Об однотонных, пресных, абсолютно нечитабельных творениях правоверного «прустианца» Юрия Фельзена пишется в дифирамбических тонах как о «наиболее интересных и оригинальных произведениях русской литературы, созданных в изгнании» (P. 134) – тогда как даже житейски близкие Фельзену критики, высоко ценившие его человеческие качества, без особого восторга писали о «душно-комнатной атмосфере его романов» и «призрачных, анемичных героях» (Г. Адамович). В то же время, расхваливая откровенно эпигонские опусы Фельзена (вероятно, именно потому, что они являют собой пример бесспорного влияния французского образца), Ливак не слишком тепло отзывается о «Вечере у Клэр», одном из лучших газдановских романов. Доверяя клятвенным заверениям Гайто Газданова и допуская, что тот и впрямь не читал «В поисках утраченного времени», когда создавал «Вечер у Клэр», Ливак тем не менее говорит о стилистической зависимости одного автора от другого, причем «газдановское видение прустианской фразы», по его мнению, обязано своим происхождением не знакомству с текстом, а обсуждениям романа в эмигрантской прессе: «…то, что для Пруста было делом художественного видения, для Газданова было знаком литературного родства с мэтром. Языку его романа недостает семантической ауры прустовского стиля…» (P. 104). То есть автор «Вечера у Клэр» выставляется примитивным эпигоном, ухитрившимся к тому же подражать стилистической манере «мэтра», не читая его текстов.

* [ДАННЫЕ ДЛЯ ЗАДАНИЙ]
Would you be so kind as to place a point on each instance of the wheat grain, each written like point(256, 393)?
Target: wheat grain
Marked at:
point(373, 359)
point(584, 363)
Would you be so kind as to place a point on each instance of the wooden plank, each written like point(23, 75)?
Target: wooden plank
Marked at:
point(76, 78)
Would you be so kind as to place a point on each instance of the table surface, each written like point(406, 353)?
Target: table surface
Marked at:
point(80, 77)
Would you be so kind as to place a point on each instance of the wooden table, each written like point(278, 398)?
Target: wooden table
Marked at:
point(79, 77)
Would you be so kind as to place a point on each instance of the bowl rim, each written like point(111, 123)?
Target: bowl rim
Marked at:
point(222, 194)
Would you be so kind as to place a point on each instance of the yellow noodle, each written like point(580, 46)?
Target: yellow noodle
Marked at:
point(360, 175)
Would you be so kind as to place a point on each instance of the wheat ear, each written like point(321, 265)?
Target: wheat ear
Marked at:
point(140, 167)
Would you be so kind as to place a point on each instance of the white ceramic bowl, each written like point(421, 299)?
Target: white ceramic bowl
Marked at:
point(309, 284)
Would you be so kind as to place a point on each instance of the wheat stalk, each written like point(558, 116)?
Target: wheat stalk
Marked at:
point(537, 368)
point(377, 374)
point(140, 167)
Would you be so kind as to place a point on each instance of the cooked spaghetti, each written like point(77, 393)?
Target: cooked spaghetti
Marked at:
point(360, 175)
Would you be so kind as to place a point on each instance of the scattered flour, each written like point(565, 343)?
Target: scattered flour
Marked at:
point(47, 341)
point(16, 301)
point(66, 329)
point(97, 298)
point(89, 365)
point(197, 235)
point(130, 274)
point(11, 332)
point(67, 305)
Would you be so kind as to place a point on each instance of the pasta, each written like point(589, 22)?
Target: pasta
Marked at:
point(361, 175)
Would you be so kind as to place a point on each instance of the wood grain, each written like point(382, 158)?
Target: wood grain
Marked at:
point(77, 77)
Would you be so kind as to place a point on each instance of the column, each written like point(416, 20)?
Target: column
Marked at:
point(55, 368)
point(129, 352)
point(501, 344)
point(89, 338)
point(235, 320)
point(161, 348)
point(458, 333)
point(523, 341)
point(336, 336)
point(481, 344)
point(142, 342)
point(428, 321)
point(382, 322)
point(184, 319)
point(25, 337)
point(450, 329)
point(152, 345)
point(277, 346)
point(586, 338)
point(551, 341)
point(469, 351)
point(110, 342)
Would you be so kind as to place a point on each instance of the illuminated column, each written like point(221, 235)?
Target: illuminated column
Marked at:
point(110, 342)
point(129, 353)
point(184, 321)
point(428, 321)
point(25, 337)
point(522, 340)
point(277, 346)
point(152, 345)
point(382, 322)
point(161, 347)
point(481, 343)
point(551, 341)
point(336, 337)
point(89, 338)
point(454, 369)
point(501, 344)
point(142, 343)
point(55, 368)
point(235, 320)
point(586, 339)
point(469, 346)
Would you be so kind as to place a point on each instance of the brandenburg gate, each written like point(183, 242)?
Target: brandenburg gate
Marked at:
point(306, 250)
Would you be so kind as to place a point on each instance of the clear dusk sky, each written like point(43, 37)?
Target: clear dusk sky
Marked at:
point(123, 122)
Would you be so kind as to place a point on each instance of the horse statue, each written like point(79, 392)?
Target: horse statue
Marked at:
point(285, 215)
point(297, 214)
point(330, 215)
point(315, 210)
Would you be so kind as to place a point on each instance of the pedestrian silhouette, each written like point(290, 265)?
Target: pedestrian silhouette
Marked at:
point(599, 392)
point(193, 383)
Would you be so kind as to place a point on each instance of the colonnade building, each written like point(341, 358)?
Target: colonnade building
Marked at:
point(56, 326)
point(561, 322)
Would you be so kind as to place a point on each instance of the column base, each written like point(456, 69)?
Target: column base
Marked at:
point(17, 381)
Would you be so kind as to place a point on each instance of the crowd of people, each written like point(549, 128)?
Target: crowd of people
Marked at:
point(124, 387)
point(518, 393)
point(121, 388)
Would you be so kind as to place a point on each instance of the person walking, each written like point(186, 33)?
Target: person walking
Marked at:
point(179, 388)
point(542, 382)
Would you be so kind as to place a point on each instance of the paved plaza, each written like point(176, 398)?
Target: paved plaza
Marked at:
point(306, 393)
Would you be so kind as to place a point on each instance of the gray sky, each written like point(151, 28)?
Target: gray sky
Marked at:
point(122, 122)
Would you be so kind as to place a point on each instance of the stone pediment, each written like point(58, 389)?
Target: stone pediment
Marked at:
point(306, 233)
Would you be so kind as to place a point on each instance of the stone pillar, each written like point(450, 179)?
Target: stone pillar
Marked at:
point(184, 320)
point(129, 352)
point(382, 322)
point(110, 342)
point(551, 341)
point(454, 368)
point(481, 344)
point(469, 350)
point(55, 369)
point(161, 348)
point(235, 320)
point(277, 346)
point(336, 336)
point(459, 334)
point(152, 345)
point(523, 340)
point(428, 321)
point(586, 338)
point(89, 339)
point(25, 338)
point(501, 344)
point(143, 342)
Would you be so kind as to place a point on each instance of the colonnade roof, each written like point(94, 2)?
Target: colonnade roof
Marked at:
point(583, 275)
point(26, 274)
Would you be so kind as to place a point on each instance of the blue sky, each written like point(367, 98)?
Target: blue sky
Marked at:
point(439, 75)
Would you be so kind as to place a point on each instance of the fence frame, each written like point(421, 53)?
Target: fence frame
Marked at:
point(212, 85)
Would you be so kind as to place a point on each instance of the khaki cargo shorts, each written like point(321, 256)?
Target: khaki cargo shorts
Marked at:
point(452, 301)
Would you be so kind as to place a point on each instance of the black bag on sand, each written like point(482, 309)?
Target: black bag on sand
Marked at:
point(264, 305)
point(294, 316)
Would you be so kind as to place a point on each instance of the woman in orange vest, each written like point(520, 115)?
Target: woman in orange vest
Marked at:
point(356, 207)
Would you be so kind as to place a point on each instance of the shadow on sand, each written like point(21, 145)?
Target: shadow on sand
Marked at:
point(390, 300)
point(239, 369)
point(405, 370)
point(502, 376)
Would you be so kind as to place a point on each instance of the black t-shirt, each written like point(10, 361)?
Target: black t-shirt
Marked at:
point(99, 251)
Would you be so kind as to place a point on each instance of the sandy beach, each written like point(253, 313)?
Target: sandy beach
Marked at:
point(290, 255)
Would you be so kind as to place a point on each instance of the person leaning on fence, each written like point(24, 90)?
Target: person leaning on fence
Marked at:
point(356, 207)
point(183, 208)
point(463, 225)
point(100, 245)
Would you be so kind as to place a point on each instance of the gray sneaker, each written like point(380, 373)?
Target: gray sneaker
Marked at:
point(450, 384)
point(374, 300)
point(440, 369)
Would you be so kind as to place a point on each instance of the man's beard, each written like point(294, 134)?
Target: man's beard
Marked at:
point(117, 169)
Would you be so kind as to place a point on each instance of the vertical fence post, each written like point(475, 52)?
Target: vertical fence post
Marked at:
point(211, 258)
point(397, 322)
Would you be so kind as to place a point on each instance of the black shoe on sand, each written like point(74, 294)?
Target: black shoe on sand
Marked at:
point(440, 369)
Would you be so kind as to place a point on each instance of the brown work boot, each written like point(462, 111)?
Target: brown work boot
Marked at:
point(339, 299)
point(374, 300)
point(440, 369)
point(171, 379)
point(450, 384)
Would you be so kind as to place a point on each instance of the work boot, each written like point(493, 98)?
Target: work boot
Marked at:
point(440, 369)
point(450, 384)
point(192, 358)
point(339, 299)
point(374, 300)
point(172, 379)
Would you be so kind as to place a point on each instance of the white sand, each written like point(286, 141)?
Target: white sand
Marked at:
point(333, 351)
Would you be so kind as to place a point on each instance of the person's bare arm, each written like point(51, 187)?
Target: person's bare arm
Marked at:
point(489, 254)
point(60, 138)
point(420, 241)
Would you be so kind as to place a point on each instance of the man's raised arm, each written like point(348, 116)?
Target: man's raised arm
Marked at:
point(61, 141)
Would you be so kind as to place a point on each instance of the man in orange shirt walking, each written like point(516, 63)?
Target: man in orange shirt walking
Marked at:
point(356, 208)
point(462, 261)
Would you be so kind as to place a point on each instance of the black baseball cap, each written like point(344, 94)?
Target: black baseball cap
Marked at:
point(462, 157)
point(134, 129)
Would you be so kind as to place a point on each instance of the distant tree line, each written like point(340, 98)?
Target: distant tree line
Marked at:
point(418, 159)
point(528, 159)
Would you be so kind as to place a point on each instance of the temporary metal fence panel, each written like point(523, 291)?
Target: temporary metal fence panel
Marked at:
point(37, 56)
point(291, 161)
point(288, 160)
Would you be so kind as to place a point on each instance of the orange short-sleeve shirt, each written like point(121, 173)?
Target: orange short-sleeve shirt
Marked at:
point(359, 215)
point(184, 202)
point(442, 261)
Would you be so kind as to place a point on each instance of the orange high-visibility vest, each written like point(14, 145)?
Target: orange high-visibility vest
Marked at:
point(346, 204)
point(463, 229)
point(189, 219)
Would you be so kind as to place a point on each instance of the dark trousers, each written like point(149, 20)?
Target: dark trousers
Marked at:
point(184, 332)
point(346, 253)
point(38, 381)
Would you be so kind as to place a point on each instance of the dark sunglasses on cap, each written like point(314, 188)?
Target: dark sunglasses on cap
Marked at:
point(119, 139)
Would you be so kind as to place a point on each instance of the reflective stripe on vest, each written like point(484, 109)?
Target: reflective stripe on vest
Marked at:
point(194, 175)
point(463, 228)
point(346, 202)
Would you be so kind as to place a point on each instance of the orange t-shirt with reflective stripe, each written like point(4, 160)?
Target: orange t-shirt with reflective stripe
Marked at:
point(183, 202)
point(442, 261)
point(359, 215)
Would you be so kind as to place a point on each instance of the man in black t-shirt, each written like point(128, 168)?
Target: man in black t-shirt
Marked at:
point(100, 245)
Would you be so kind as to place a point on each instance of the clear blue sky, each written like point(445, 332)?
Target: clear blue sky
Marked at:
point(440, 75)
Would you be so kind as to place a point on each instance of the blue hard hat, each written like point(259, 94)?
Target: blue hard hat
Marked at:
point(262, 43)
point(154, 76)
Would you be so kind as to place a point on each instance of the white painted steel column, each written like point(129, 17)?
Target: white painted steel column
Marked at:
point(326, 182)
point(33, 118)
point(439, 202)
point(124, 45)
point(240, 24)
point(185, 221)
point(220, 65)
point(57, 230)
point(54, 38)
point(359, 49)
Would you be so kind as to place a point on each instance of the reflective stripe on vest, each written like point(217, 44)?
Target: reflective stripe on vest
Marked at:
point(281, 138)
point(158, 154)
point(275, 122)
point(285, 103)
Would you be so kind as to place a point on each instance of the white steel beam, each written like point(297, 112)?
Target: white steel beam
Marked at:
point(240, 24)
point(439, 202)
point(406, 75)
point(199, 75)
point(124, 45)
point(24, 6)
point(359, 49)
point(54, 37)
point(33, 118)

* [ЗАДАНИЯ К УПРАЖНЕНИЮ]
(a) Переименуйте «work boot» в «rubber boot» в записях, начиная со строки, содержащей «like point(24, 90)?», и заканчивая строкой, содержащей «point(61, 141)». Приведите только эти строки, больше ничего в них не меняя.
(b) Продолжите текст об оценках Ливаком прозы Фельзена и Газданова.

* [РЕЗУЛЬТАТЫ ПО ЗАДАНИЯМ]
(a)
Would you be so kind as to place a point on each instance of the person leaning on fence, each written like point(24, 90)?
Target: person leaning on fence
Marked at:
point(356, 207)
point(183, 208)
point(463, 225)
point(100, 245)
Would you be so kind as to place a point on each instance of the gray sneaker, each written like point(380, 373)?
Target: gray sneaker
Marked at:
point(450, 384)
point(374, 300)
point(440, 369)
Would you be so kind as to place a point on each instance of the man's beard, each written like point(294, 134)?
Target: man's beard
Marked at:
point(117, 169)
Would you be so kind as to place a point on each instance of the vertical fence post, each written like point(475, 52)?
Target: vertical fence post
Marked at:
point(211, 258)
point(397, 322)
Would you be so kind as to place a point on each instance of the black shoe on sand, each written like point(74, 294)?
Target: black shoe on sand
Marked at:
point(440, 369)
Would you be so kind as to place a point on each instance of the brown rubber boot, each written like point(462, 111)?
Target: brown rubber boot
Marked at:
point(339, 299)
point(374, 300)
point(440, 369)
point(171, 379)
point(450, 384)
Would you be so kind as to place a point on each instance of the rubber boot, each written like point(493, 98)?
Target: rubber boot
Marked at:
point(440, 369)
point(450, 384)
point(192, 358)
point(339, 299)
point(374, 300)
point(172, 379)
Would you be so kind as to place a point on each instance of the white sand, each written like point(286, 141)?
Target: white sand
Marked at:
point(333, 351)
Would you be so kind as to place a point on each instance of the person's bare arm, each written like point(51, 187)?
Target: person's bare arm
Marked at:
point(489, 254)
point(60, 138)
point(420, 241)
Would you be so kind as to place a point on each instance of the man's raised arm, each written like point(348, 116)?
Target: man's raised arm
Marked at:
point(61, 141)

(b)
Не менее строг Ливак и по отношению к скандальному шедевру Георгия Иванова «Распад атома»: он усматривает в нем «недостаток оригинальности» (P. 156) и упрекает автора в том, что тот наполнил свою «поэму в прозе» «литературными клише» того времени (P. 156). Что ж, о вкусах не спорят, и Ливак волен выстраивать перед доверчивыми англоязычными читателями какую угодно экстравагантную иерархию ценностей, благо те не читали ни Газданова, ни Фельзена, ни Иванова. Хотя вряд ли бы он решился на подобные экстравагантности при работе с англоязычным материалом: едва ли стал бы прославлять, скажем, Арчибальда Кронина, упрекая при этом в недостатке оригинальности Т.С. Элиота или Вирджинию Вулф.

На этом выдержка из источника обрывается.